═══ 文書の抜粋
筑波大学腎泌尿器外科診療グループ
腎がんは、尿を作っている腎臓にできる悪性腫瘍で、中高年の男性に多く、発がんの危険因子として肥満、高血圧、喫煙などが知られております。また、透析を受けている方では、腎がんの罹患率が高いといわれております。 腎がんに特徴的な症状としては、尿に血が混ざる、腹部のしこり、わき腹の痛みがあります。最近では症状がなく、検診などの超音波検査やCT検査で偶然みつかる場合も多いです。健康診断による発見率は0.1%で、尿検査は発見にあまり役に立たないとされおります。
腎がんは、抗がん剤や放射線治療に抵抗性であるため、可能なかぎり手術で摘出することがすすめられています。腎臓内にがんがとどまっている限局がんと転移などのある進行がんでは治療方法が大きく異なります。
══════
練習問題 |
(A) 腎がんの説明文と合っているかどうか、次の(i)〜(iii)にそれぞれ「はい」か「いいえ」で答え、決め手となる文中の言葉を一字一句変えずに引いてください。(i)腎がんは中高年の女性に多い。(ii)腎がんは抗がん剤や放射線治療が効きにくい。(iii)健康診断による腎がんの発見率は1%である。
(B) 腎がんの説明文を、最後の文の後から続けて書いてください。
この後に並ぶ行は、見なくてもかまいません。
═══ 記録データ
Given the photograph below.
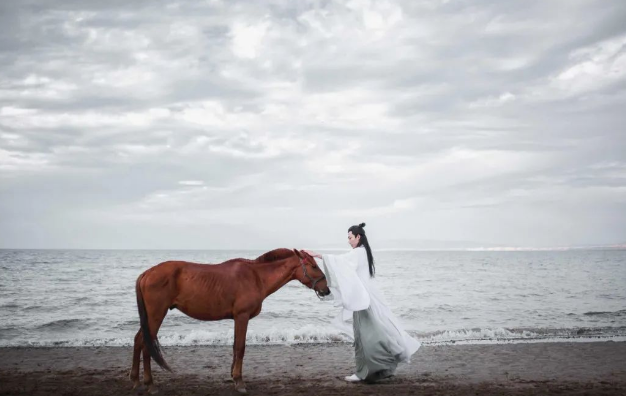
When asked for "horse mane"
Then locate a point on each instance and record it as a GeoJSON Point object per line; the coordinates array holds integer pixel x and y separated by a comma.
{"type": "Point", "coordinates": [274, 255]}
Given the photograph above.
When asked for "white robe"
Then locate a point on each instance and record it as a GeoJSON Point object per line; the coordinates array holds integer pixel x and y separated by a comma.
{"type": "Point", "coordinates": [351, 287]}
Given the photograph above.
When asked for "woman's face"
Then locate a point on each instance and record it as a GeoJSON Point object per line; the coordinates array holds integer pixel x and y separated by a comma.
{"type": "Point", "coordinates": [352, 240]}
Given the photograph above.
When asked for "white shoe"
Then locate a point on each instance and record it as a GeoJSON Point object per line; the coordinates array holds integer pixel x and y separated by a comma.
{"type": "Point", "coordinates": [352, 378]}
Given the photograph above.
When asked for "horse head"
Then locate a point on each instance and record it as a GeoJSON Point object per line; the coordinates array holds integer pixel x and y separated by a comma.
{"type": "Point", "coordinates": [311, 275]}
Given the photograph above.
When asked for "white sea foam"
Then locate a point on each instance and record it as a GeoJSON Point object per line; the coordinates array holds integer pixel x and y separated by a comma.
{"type": "Point", "coordinates": [310, 335]}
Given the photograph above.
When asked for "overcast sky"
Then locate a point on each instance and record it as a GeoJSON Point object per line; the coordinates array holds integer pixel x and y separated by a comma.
{"type": "Point", "coordinates": [231, 124]}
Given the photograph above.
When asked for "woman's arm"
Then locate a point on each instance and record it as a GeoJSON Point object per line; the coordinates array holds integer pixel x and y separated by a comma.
{"type": "Point", "coordinates": [313, 254]}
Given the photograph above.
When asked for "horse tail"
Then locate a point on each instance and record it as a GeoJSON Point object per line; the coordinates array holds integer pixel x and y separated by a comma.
{"type": "Point", "coordinates": [152, 344]}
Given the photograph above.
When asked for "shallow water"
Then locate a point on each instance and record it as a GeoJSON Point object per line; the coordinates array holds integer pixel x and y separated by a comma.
{"type": "Point", "coordinates": [87, 297]}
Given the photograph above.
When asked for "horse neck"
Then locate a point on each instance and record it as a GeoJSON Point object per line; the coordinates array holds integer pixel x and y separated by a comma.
{"type": "Point", "coordinates": [276, 274]}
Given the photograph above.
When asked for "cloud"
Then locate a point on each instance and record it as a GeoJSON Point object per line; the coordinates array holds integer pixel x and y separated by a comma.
{"type": "Point", "coordinates": [283, 123]}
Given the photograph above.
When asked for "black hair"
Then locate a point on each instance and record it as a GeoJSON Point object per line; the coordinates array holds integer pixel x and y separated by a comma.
{"type": "Point", "coordinates": [358, 230]}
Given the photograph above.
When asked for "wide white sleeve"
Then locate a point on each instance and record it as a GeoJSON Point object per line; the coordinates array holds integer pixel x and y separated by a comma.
{"type": "Point", "coordinates": [343, 281]}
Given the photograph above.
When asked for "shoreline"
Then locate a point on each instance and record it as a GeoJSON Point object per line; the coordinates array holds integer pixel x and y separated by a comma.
{"type": "Point", "coordinates": [312, 369]}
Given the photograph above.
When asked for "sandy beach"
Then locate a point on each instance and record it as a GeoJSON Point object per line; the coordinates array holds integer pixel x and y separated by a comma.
{"type": "Point", "coordinates": [597, 368]}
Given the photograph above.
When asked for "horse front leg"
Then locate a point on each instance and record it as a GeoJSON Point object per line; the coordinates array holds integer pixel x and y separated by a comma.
{"type": "Point", "coordinates": [241, 328]}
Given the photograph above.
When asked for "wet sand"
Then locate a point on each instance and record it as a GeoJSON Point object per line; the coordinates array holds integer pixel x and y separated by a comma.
{"type": "Point", "coordinates": [597, 368]}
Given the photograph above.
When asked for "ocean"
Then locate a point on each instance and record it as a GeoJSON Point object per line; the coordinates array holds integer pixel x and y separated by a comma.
{"type": "Point", "coordinates": [87, 298]}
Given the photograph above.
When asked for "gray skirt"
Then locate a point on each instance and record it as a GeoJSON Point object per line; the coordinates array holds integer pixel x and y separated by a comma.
{"type": "Point", "coordinates": [373, 354]}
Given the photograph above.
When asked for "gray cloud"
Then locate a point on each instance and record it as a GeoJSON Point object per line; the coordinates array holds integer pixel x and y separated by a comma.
{"type": "Point", "coordinates": [247, 125]}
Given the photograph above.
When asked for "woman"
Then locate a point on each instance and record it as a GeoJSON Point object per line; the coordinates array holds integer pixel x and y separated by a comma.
{"type": "Point", "coordinates": [379, 340]}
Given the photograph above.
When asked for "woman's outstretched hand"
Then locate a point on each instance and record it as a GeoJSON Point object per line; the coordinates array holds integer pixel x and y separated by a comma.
{"type": "Point", "coordinates": [312, 253]}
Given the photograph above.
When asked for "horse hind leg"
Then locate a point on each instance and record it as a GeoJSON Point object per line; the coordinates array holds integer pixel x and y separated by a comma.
{"type": "Point", "coordinates": [241, 328]}
{"type": "Point", "coordinates": [155, 319]}
{"type": "Point", "coordinates": [137, 348]}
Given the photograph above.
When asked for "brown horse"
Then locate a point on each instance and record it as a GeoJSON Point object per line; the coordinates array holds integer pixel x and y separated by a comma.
══════
解答 |
(A)
(i)いいえ：「中高年の男性に多く」
(ii)はい：「抗がん剤や放射線治療に抵抗性である」
(iii)いいえ：「健康診断による発見率は0.1%」

(B)
がんの状況(大きさ、位置、広がりなど)に応じて、がんとともに腎臓すべてを切除する場合(=根治的腎摘除術)やがんを部分的に切除して腎臓を温存する場合(=腎部分切除術)があります。開腹手術だけではなく、腹腔鏡手術(根治的腎摘除術)やロボット手術(腎部分切除術)も行っております。
手術で完全に切除ができない場合は薬物療法を中心に行います。腎がんでは抗がん剤の効果はほとんど期待できません。そこで、分子標的薬(がんの増殖や血流を抑える薬)や免疫チェックポイント阻害剤(がん免疫を高める薬)で治療を行います。